» **YOUR INSTRUCTIONS**: Copy out, unchanged, everything in the data below from the line containing "of the white" down through the last line of the data.

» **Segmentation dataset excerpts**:
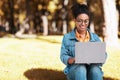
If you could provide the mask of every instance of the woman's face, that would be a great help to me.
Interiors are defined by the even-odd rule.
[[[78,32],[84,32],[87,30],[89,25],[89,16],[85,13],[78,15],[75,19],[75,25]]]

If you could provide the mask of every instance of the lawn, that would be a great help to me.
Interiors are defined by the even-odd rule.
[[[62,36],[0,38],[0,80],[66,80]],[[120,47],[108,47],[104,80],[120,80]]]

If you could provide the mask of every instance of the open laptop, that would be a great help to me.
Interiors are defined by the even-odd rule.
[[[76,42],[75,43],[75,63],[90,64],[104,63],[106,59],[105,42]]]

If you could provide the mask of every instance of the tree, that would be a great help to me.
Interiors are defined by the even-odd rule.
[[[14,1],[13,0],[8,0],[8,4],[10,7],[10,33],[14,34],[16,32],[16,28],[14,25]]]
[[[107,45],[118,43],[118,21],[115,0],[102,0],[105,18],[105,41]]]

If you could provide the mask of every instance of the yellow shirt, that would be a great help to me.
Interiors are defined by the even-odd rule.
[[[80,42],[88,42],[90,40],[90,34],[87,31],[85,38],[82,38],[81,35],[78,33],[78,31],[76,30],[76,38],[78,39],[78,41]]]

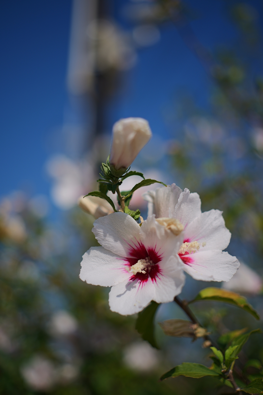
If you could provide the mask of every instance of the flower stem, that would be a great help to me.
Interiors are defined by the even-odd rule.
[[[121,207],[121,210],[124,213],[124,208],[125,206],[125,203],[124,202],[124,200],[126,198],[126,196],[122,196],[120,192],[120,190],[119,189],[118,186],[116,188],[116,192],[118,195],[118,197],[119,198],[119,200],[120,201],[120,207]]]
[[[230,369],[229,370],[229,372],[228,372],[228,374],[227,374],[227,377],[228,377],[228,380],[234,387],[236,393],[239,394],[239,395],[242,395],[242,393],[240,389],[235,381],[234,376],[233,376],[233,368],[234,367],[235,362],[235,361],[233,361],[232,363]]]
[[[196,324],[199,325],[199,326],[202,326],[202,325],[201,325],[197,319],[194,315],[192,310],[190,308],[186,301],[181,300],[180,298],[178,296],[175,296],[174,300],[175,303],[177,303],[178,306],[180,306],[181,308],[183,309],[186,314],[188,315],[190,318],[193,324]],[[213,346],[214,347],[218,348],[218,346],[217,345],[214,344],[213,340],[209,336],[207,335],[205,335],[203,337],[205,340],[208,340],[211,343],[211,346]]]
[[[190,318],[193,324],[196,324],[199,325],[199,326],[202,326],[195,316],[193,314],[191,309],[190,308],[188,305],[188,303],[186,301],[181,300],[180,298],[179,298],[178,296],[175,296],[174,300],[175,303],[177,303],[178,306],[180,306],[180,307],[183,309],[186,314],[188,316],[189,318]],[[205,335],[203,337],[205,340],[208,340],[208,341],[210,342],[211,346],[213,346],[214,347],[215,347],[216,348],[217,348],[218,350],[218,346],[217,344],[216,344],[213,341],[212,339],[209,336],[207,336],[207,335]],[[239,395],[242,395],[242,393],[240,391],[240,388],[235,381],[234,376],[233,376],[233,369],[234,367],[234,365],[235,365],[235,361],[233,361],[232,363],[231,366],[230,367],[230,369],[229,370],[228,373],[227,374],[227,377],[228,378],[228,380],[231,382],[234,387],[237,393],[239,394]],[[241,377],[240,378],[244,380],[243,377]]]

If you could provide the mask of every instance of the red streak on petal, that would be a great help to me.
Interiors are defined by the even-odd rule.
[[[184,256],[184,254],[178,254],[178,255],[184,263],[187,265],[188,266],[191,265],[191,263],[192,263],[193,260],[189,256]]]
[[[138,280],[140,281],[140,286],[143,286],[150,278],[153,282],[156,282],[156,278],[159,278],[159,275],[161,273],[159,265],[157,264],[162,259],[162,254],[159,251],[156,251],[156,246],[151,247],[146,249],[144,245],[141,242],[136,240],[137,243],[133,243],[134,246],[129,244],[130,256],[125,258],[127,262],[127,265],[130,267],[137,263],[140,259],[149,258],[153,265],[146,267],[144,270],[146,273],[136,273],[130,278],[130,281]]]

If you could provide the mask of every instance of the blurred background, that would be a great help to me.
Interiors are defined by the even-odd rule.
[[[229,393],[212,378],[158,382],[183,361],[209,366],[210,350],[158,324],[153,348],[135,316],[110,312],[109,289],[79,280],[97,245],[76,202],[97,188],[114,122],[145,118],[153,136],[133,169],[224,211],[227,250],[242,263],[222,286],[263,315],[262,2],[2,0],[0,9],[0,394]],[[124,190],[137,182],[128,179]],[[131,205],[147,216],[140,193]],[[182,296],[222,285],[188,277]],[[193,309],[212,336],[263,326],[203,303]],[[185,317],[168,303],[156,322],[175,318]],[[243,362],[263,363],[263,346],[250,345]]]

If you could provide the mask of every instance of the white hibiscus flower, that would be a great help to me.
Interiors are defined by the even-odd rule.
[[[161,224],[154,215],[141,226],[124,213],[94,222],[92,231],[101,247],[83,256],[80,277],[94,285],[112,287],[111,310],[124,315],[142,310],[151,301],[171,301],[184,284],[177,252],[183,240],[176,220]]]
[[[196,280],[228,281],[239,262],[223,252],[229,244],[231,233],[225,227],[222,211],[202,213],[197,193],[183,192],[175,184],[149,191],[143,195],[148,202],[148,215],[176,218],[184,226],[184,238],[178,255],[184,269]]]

» **ANSWER FOR THE TASK**:
If you could provide the mask of every instance of the white hibiscus flower, that would be a great help to me.
Interiors are defined by the even-odd rule.
[[[161,224],[154,215],[141,226],[124,213],[94,222],[92,231],[101,247],[83,256],[80,277],[94,285],[112,287],[111,310],[124,315],[142,310],[151,301],[171,301],[184,284],[177,252],[183,240],[176,220]]]
[[[196,280],[228,281],[239,262],[223,252],[229,244],[231,233],[225,227],[222,211],[202,213],[197,193],[183,192],[175,184],[149,191],[143,195],[148,202],[148,215],[176,218],[184,226],[184,238],[178,255],[184,269]]]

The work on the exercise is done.